In Gryllefjord, unserem heutigen Endpunkt, angekommen, ziehen die ersten Wolken auf und wir beschließen die frühere Fähre zu nehmen und die geplante Wanderung nicht mehr zu machen. Knapp zwei Stunden später befinden wir uns in Andenes, dem Ausgangspunkt der dritten Etappe und genießen den Abend in einem weiteren idyllischen Örtchen. Wäsche waschen, kochen und vorbereiten für Tag 3.
Tag 3: Andenes- Stokmaknes: 135km -700hm, Vesterdalen
Die Wetterprognose war mies, doch mein grenzenloser Optimismus glaubte bis zum Morgen nicht an Schlechtwetter. Als es um 10 Uhr tatsächlich aufhört zu regnen, starten wir gleich los, denn der Tag sollte mit 135 km der zweitlängste unserer geplanten Tour sein. Die Hoffnung, dass sich der dichte Nebel lichtet und wir die wunderschöne Landschaft der Insel Andoya zu Gesicht bekommen, bleibt bis zuletzt umsonst. Stattdessen hat uns der Regen ab Minute 5 fest im Griff und wir versuchen alles mit Humor zu sehen.

Aufgaben:
1: Fasse den Reisebericht in zwei Sätzen zusammen.
2: Liefere eine Fortsetzung des Reiseberichts, die an seinen letzten Satz anschließt.
Die Einträge sind vom Reisebericht unabhängiges Material.

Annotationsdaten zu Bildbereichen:
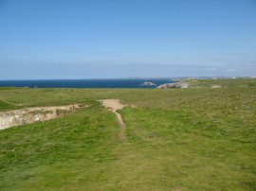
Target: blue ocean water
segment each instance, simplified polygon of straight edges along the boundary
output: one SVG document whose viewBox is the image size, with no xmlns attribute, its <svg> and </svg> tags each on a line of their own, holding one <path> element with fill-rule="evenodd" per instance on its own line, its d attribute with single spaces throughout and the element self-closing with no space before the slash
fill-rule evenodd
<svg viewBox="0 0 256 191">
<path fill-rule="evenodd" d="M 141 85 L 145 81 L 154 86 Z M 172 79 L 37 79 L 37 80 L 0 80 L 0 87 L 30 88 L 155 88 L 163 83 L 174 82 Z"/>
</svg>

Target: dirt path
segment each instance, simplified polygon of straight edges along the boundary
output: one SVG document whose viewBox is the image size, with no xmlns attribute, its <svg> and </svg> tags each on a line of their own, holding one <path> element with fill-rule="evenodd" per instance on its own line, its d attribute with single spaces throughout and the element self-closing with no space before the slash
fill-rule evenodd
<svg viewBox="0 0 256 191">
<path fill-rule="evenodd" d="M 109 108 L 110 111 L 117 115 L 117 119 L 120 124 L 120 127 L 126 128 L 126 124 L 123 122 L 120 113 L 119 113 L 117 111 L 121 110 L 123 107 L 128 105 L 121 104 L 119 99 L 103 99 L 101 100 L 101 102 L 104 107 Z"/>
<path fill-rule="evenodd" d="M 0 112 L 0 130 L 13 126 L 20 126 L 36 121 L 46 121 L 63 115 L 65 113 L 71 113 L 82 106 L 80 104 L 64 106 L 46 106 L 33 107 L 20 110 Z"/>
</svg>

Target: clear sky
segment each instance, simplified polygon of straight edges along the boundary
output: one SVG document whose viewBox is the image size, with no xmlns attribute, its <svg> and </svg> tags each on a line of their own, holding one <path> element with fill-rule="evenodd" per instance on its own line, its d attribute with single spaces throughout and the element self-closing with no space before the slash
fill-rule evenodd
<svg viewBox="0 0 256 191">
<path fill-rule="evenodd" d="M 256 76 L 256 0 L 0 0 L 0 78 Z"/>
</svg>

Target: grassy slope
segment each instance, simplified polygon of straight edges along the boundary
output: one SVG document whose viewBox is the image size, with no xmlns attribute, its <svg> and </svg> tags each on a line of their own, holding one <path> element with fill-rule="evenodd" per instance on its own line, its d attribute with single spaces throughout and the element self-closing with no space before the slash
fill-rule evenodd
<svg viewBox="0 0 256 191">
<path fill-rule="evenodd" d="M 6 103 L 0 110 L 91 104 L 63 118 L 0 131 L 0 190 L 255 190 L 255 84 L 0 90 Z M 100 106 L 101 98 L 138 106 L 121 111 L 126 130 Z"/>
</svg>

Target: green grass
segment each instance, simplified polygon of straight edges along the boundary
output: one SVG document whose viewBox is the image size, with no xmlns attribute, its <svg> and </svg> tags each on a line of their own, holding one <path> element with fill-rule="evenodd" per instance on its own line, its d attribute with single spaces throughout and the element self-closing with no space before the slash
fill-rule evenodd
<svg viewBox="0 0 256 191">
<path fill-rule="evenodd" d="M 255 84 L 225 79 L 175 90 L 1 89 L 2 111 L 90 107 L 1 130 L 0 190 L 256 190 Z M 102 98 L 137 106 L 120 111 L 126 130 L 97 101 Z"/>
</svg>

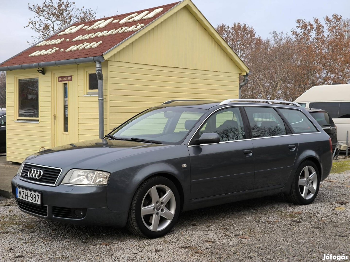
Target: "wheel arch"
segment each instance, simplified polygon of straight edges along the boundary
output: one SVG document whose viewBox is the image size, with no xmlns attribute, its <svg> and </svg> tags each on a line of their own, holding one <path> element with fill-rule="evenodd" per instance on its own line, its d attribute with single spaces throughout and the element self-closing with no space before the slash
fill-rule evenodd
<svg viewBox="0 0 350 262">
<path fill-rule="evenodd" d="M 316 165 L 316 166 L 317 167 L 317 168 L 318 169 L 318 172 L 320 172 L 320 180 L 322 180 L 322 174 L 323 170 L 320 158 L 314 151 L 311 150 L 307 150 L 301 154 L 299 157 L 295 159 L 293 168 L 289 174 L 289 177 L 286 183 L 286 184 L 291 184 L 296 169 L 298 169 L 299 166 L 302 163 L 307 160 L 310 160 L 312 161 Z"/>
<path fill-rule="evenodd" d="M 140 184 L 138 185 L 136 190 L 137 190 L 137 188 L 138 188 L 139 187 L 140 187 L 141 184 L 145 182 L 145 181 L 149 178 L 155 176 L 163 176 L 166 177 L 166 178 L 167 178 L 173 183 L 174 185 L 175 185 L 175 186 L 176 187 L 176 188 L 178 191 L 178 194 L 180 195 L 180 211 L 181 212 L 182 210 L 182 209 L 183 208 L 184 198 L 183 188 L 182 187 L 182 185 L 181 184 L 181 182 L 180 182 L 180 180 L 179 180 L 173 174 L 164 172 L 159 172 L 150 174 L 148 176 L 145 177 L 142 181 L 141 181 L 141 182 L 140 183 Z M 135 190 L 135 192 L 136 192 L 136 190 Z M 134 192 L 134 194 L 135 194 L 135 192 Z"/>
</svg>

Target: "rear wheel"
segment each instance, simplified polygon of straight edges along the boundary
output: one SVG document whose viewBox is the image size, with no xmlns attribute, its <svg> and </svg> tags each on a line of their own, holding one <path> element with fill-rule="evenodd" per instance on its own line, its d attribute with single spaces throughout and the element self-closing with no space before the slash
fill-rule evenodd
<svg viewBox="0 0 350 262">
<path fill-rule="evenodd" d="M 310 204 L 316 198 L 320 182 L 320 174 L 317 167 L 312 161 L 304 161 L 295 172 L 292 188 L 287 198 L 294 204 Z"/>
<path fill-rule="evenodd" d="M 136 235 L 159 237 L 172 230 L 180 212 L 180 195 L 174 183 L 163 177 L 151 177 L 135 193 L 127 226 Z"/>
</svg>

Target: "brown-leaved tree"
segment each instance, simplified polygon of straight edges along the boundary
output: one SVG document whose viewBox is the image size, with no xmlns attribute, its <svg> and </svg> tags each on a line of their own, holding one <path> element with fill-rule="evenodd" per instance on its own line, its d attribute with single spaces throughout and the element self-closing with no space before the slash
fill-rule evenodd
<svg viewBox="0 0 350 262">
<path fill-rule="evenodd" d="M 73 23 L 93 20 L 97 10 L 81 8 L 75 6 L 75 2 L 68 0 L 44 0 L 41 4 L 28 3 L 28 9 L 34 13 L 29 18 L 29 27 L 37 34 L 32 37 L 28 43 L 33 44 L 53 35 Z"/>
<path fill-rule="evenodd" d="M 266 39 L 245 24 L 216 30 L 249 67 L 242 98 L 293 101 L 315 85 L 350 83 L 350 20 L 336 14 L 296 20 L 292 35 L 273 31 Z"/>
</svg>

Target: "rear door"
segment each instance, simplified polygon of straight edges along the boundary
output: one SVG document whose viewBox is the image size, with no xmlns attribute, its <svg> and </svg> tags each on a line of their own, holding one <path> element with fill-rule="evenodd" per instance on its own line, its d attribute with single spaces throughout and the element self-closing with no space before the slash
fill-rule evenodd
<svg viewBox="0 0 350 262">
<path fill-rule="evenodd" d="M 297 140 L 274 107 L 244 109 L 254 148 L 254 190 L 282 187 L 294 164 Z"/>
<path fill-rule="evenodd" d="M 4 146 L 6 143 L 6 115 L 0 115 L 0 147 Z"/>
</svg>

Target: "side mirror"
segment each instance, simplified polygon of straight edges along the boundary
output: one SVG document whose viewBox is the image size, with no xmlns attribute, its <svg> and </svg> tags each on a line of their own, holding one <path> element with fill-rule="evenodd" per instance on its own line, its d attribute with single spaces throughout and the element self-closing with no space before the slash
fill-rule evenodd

Lösungen:
1: Wegen aufziehender Wolken nehmen die Reisenden in Gryllefjord die frühere Fähre nach Andenes, verzichten auf die geplante Wanderung und bereiten dort am Abend den dritten Tag vor. Die 135 km lange Etappe beginnt um 10 Uhr in einer Regenpause, doch der dichte Nebel gibt die Landschaft der Insel Andoya nicht frei, und ab der fünften Minute regnet es.

2:
Konstanter Gegenwind und Regen bringen mich in einen tranceähnlichen Zustand. Nur schade, dass ich die vermutlich wunderschöne Gegend kaum sehen kann. Klatschnass und hungrig (Anm. wir hatten in unserer Euphorie, dass es eine Regenpause gab, bei der Abfahrt unsere Tagesverpflegung vergessen. Da außerdem Sonntag war, hatte selbst die einzige Tankstelle geschlossen) kommen wir abends bei unseren Hosts an. Die Herzlichkeit und der Kuchen von Aleksandra und Paul lassen uns die Strapazen des Tages vergessen. Einer der Momente, in dem ich heilfroh bin, dass wir uns gegen Camping entschieden haben, denn die Schuhe für den nächsten Tag trocknen zu können, erschien mir als der größte Luxus des gesamten Urlaubs.
Da die Wetterapp YR für den kommenden Tag ähnliches Wetter voraussagt und unsere Motivation für einen weiteren Regentag (diesmal sogar mit 145km Etappenlänge) enden wollend ist, beschließe ich kurzerhand, die Unterkunft umzubuchen und die bevorstehende Etappe zu verkürzen. Safety first.

Es gibt kein schlechtes Wetter zum Radfahren, nur schlechtes Gewand
Tag 4: Stokmaknes- Valberg: 105km – 800hm, Lofoten
Heute geht es endlich auf die Lofoten. Die Freude ist groß, wird jedoch beim Blick aus dem Fenster wieder etwas getrübt. Regen. Regen. Regen.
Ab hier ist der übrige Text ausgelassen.